Work item => Repeat word for word, please, only the lines from the one that includes "Can you find the man's hand?" through the final line of the data.

========================================

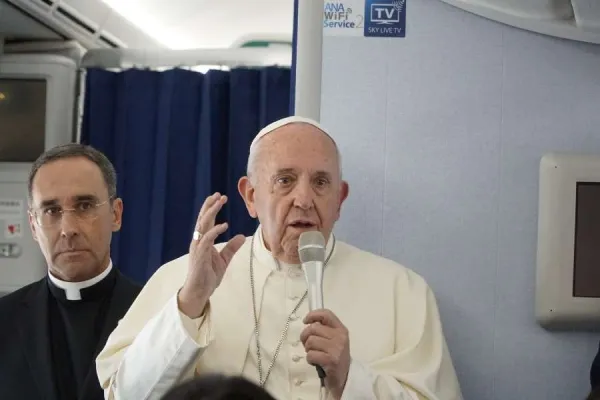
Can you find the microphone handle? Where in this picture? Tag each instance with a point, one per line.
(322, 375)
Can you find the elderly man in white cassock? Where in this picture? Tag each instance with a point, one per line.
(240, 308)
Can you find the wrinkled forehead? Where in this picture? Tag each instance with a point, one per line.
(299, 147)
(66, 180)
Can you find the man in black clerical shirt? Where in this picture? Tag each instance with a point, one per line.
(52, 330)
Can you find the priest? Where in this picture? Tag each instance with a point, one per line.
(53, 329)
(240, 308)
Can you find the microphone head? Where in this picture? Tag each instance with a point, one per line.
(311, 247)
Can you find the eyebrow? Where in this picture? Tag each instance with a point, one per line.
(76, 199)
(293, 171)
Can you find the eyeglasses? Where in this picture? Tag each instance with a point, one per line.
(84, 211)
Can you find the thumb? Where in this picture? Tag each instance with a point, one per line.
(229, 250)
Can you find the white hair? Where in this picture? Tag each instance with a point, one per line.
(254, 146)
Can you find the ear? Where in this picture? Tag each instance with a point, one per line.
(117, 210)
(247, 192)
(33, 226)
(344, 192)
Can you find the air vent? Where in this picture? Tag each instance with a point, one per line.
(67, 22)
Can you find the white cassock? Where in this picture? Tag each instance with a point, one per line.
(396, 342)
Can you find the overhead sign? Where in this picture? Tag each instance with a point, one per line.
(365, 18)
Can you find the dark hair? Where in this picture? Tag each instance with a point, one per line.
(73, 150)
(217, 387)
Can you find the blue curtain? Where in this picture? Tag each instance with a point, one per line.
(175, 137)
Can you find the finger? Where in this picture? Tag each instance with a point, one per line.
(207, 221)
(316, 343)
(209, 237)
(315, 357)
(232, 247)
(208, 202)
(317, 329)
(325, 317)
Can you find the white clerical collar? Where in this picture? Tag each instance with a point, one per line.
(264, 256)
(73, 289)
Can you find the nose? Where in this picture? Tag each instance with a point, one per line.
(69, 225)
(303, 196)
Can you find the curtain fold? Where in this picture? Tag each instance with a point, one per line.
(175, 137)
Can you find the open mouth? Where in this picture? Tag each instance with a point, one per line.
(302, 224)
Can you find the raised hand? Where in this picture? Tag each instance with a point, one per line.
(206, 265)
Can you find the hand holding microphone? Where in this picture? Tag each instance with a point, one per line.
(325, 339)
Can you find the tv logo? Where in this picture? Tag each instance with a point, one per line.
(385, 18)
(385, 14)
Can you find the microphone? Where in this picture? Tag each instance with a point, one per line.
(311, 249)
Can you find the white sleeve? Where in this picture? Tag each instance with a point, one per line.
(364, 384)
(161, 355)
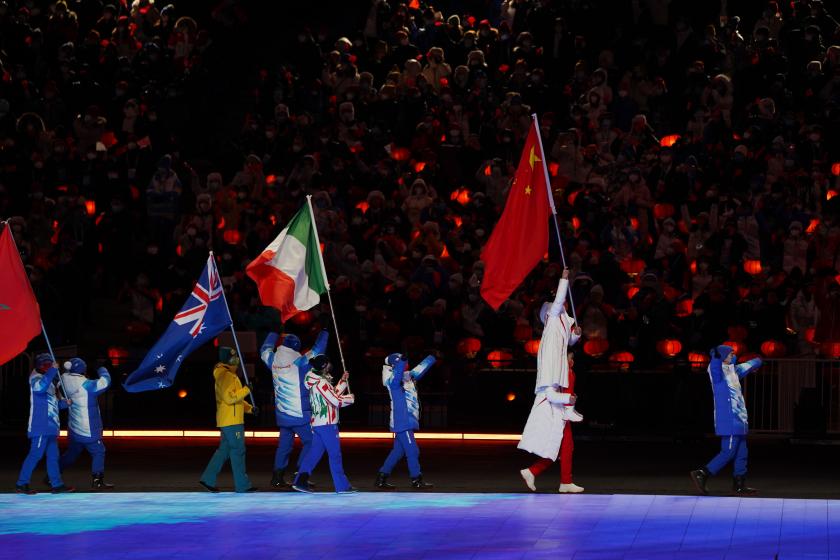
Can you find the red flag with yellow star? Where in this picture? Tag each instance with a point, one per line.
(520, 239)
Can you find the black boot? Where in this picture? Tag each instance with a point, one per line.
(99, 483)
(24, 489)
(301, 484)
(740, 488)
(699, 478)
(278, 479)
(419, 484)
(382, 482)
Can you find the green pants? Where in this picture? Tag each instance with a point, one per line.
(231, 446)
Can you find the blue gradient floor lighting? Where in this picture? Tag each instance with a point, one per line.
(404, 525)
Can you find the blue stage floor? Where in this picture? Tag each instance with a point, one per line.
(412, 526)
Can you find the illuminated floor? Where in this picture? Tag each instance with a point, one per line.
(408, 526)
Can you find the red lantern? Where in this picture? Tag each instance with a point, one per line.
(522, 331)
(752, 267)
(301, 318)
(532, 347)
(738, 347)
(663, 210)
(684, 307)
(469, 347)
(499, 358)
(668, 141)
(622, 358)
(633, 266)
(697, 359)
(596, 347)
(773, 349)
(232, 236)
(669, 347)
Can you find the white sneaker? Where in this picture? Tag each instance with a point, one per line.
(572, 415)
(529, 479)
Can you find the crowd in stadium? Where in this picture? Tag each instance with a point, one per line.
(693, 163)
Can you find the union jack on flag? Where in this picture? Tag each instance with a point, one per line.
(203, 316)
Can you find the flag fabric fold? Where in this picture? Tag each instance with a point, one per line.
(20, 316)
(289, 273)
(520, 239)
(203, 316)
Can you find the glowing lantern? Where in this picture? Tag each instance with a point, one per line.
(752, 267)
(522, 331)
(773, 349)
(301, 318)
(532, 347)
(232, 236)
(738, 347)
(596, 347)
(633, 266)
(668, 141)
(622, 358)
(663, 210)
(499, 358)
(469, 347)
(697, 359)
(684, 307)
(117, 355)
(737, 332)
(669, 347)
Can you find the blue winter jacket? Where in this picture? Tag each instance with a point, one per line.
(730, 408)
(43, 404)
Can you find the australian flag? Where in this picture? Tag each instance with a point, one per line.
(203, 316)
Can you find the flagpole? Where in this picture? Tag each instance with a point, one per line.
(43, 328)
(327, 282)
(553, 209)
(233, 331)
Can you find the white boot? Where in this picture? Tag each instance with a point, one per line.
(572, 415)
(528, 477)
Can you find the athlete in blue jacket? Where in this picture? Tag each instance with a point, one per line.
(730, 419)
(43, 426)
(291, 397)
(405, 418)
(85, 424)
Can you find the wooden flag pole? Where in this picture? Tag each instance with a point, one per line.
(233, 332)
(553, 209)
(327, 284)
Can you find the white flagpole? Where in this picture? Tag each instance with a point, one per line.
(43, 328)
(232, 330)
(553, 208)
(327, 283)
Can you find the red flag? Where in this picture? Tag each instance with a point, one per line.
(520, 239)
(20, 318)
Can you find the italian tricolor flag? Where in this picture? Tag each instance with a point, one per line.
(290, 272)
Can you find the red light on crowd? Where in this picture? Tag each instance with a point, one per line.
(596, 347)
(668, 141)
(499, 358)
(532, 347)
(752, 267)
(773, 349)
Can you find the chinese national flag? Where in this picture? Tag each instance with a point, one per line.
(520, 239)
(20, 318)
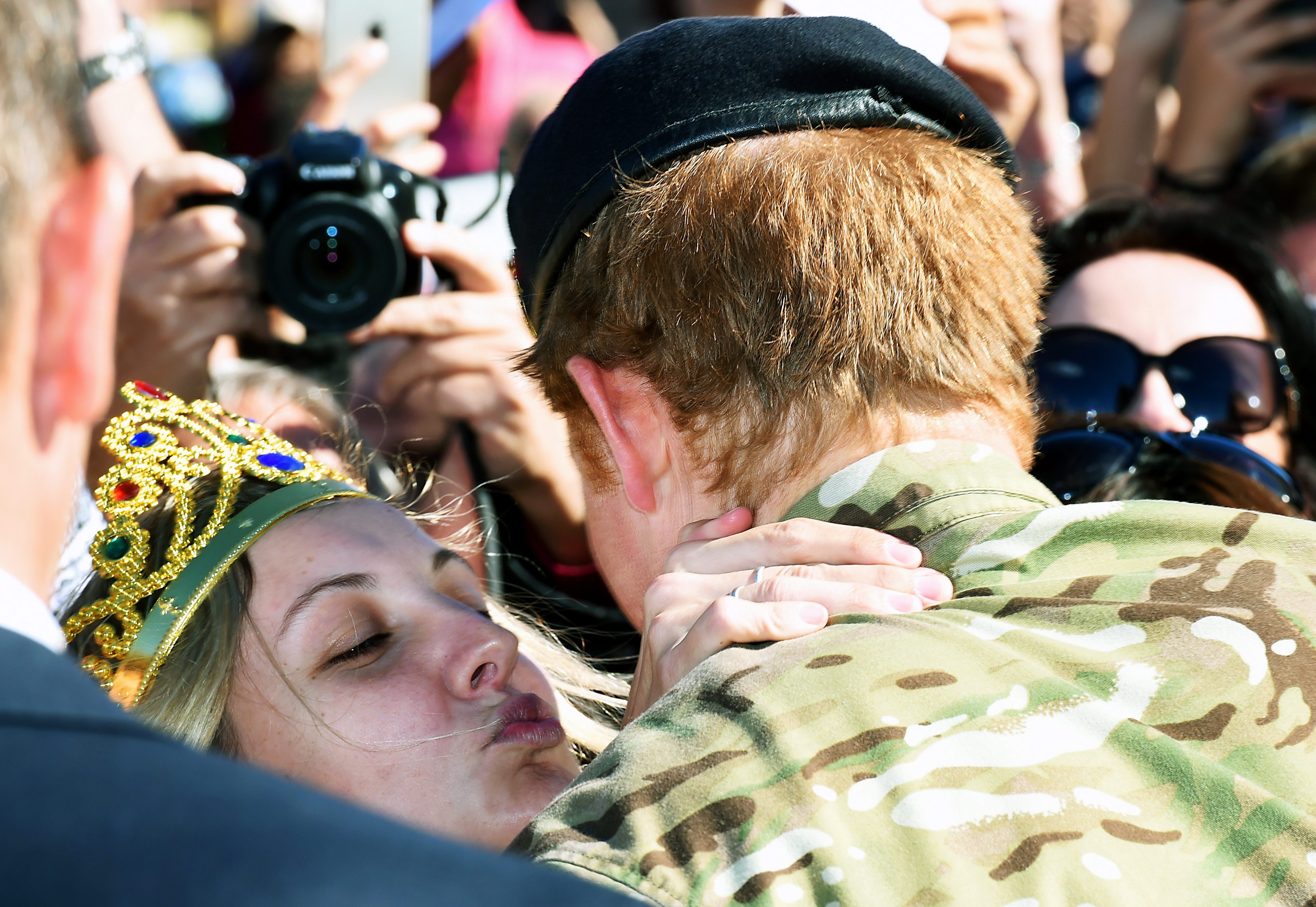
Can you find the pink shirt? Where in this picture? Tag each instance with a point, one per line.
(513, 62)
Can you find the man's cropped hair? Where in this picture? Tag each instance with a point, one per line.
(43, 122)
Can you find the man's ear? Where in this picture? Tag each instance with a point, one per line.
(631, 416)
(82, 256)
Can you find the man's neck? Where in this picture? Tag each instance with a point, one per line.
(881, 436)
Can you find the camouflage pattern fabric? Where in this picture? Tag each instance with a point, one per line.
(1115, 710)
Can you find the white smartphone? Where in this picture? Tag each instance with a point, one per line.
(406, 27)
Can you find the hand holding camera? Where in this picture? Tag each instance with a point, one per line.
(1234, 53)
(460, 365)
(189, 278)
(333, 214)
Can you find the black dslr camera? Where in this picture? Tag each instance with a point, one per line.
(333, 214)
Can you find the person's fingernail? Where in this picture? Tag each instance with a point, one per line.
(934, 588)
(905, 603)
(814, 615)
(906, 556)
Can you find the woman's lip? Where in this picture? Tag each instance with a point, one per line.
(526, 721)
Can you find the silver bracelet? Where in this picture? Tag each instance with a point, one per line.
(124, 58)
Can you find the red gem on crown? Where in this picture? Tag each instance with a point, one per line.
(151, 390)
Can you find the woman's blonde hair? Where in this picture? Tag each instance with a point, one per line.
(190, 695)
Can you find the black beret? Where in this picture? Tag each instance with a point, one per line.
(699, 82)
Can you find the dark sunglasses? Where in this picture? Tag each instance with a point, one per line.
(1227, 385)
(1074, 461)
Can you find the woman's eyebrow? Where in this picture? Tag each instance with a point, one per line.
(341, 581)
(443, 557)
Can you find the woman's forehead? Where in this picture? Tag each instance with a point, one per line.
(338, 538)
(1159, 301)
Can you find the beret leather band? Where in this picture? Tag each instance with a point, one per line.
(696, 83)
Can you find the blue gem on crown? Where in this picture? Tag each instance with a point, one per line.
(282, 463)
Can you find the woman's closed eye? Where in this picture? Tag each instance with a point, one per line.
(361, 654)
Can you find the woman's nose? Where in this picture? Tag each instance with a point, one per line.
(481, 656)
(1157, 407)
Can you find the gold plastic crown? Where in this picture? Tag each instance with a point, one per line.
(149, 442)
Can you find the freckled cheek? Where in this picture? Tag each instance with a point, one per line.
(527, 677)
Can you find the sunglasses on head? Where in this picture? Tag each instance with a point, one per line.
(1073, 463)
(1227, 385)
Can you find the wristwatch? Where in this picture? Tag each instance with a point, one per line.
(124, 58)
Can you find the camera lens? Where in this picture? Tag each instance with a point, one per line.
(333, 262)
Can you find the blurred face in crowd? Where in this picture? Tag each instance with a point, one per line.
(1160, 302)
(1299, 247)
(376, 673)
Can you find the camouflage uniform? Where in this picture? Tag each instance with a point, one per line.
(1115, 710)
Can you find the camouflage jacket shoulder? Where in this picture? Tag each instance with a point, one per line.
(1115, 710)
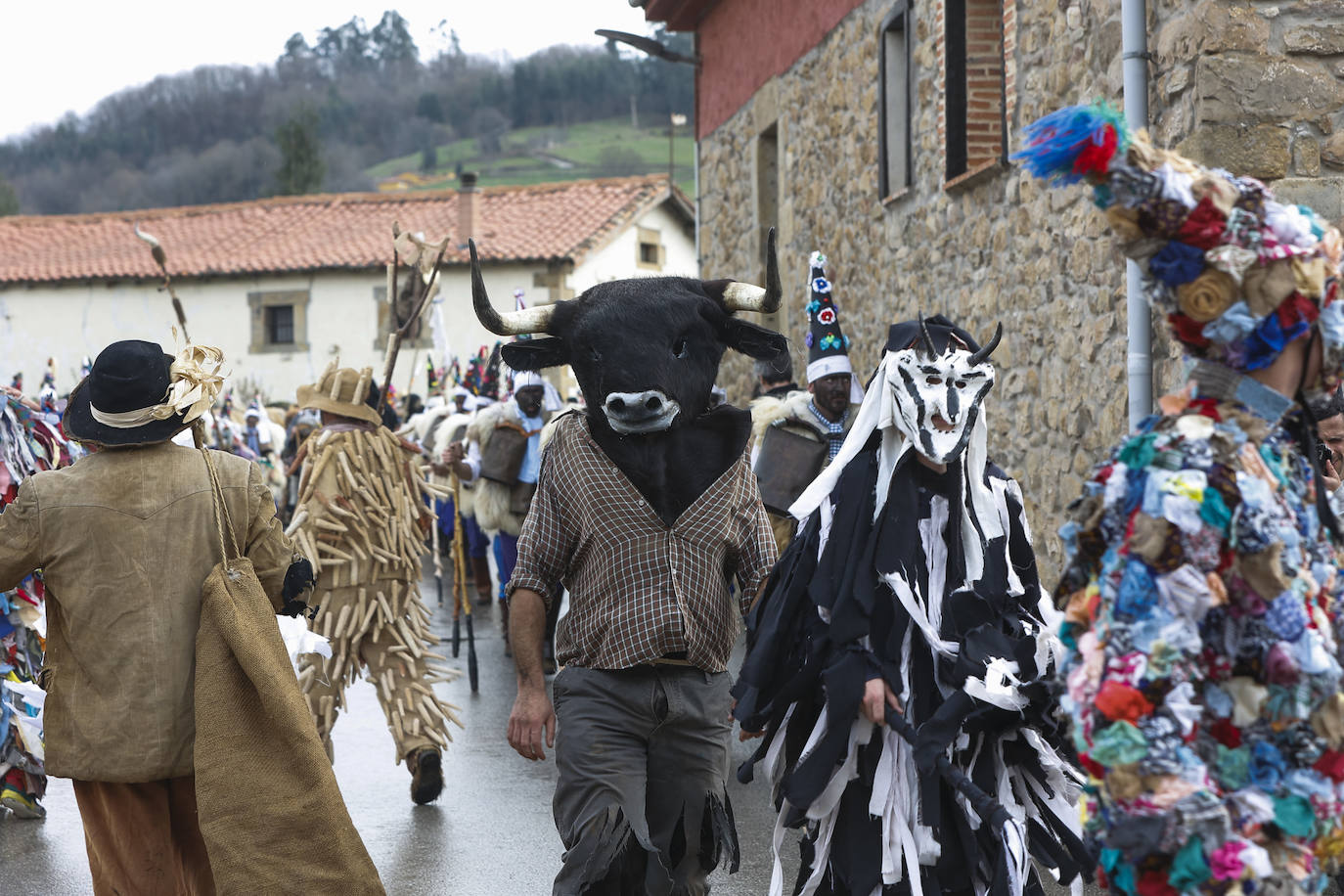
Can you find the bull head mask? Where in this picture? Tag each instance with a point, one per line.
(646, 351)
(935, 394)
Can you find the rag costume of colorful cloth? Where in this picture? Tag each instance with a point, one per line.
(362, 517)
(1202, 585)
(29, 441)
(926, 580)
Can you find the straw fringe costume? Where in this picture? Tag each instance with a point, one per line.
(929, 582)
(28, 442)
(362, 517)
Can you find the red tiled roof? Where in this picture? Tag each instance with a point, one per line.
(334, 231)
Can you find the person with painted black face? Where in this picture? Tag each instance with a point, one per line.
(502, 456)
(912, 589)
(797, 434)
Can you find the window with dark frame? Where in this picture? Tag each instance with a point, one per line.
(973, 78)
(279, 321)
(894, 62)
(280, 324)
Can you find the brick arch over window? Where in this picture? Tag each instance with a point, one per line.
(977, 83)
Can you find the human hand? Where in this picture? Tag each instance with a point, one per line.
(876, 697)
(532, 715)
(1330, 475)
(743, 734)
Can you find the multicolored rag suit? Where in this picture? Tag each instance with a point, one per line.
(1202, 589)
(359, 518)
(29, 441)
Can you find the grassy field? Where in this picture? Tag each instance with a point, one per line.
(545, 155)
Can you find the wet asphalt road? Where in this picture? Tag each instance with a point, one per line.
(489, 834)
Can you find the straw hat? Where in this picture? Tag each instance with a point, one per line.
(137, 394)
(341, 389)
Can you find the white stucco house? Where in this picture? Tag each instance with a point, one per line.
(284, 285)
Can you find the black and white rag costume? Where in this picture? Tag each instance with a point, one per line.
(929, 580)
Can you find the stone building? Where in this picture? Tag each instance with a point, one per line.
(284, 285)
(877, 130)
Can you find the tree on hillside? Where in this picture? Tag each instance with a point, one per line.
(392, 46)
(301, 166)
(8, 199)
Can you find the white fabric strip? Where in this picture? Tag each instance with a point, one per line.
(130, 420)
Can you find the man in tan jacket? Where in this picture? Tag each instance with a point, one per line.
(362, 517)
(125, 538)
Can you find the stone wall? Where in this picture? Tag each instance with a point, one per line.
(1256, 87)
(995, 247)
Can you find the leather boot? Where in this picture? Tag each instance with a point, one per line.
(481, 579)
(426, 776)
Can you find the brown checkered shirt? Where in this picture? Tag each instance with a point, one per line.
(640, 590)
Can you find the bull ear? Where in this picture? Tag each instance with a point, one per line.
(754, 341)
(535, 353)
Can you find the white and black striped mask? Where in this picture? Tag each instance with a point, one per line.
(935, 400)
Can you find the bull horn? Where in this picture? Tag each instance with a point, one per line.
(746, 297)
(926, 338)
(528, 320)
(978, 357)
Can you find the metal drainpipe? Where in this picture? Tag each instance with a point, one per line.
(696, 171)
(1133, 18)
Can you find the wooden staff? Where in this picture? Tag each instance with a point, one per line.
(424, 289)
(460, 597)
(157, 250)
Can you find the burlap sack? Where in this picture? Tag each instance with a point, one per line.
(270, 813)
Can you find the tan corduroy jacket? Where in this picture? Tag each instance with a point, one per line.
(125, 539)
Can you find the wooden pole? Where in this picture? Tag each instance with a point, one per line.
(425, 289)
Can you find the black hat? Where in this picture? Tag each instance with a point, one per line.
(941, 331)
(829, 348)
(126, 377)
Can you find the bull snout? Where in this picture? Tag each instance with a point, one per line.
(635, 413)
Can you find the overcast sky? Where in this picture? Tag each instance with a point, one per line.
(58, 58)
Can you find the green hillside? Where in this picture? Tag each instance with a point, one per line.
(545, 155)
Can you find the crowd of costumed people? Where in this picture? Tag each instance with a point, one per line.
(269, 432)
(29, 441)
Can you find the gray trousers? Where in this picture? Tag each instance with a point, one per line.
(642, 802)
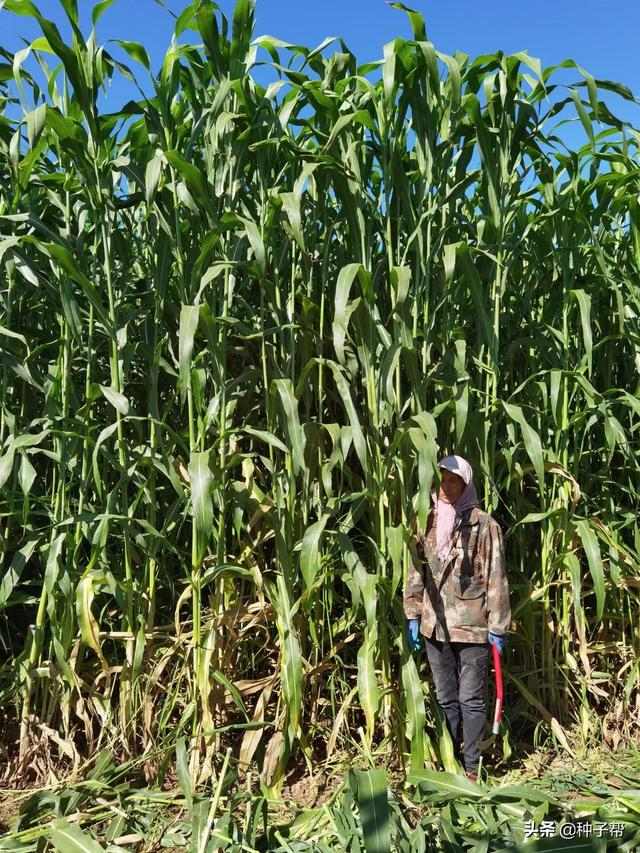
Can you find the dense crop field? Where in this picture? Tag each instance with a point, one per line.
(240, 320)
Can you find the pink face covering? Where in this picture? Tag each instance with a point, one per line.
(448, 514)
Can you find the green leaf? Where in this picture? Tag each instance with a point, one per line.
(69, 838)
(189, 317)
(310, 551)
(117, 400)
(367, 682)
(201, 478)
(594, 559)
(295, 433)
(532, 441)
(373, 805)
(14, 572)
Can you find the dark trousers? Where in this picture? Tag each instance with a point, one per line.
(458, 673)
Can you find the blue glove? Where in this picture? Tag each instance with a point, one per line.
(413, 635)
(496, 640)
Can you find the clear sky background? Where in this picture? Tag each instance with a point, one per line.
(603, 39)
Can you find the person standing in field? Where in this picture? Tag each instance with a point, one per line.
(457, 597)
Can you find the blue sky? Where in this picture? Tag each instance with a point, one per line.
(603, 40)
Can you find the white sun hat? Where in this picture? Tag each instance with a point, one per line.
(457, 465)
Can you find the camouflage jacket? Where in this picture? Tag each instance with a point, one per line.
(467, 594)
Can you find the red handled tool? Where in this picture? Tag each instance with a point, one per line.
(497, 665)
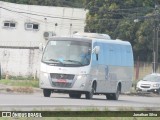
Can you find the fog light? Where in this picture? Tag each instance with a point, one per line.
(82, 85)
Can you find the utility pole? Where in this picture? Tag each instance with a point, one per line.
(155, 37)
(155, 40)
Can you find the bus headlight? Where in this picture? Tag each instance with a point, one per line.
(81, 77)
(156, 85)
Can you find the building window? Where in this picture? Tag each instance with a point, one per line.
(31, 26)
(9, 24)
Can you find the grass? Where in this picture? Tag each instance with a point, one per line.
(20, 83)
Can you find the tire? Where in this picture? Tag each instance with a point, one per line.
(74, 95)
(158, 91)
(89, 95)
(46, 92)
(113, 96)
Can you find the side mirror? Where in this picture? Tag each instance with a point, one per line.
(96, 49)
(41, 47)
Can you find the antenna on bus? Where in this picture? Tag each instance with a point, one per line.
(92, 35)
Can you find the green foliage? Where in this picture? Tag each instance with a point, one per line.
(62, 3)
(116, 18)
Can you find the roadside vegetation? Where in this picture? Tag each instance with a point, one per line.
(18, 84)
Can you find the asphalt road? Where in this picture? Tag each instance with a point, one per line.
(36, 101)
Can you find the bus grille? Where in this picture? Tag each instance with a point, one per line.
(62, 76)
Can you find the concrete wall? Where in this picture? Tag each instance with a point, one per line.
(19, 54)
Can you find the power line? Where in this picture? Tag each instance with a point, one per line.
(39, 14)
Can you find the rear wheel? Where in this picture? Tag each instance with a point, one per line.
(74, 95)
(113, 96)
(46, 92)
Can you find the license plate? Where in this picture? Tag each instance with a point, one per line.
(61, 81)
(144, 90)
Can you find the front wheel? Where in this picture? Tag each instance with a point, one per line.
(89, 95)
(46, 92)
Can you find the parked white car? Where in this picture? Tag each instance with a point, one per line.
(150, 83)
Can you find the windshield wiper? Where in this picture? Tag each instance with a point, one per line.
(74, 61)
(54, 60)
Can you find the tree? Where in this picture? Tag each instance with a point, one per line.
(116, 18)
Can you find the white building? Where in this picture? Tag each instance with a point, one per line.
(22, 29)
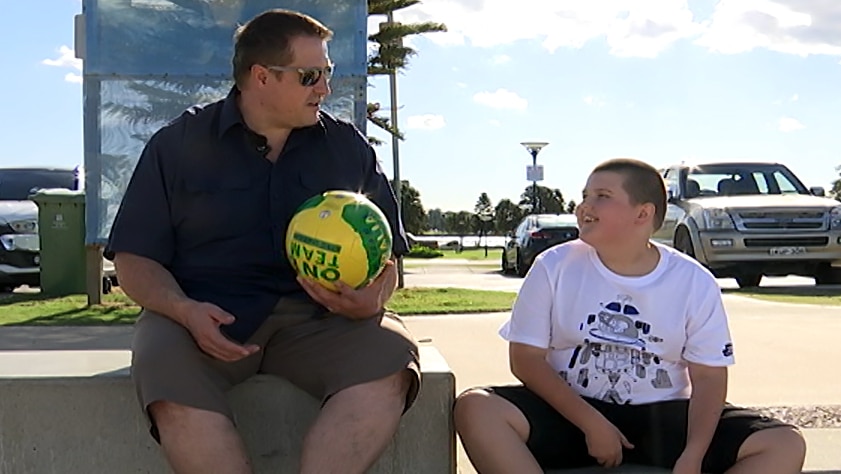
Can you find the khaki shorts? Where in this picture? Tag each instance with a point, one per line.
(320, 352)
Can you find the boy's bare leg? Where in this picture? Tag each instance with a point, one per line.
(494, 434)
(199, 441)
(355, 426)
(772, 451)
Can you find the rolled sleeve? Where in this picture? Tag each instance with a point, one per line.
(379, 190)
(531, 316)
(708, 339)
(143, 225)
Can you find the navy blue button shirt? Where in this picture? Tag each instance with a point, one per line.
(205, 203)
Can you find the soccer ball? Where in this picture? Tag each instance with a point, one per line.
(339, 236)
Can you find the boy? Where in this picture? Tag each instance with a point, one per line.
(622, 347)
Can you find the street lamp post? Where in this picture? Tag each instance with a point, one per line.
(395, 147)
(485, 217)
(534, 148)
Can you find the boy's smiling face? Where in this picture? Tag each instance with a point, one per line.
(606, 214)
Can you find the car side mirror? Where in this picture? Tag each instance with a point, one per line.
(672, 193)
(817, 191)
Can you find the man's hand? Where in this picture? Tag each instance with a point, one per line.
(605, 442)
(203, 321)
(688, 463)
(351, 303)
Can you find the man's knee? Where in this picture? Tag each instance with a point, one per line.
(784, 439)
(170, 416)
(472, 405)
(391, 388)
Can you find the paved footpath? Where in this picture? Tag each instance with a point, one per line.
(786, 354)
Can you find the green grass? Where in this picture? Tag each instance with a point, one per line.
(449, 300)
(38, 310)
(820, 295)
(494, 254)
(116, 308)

========================================

Exercise solution =>
Can you find the man's hand? Where in this picture? Tag each instance with a point, one per line.
(605, 442)
(203, 321)
(688, 463)
(351, 303)
Can you find the man's knee? Where in this picture? Tag each instance with a point, one per line.
(784, 439)
(170, 416)
(472, 405)
(391, 388)
Can you find the paved footpath? Where in this picture? Tag each instance with a point, one per line.
(786, 354)
Can you find the green grass? Where in this picture? Tag each instance with a point, one per line.
(449, 300)
(38, 310)
(820, 295)
(494, 254)
(116, 308)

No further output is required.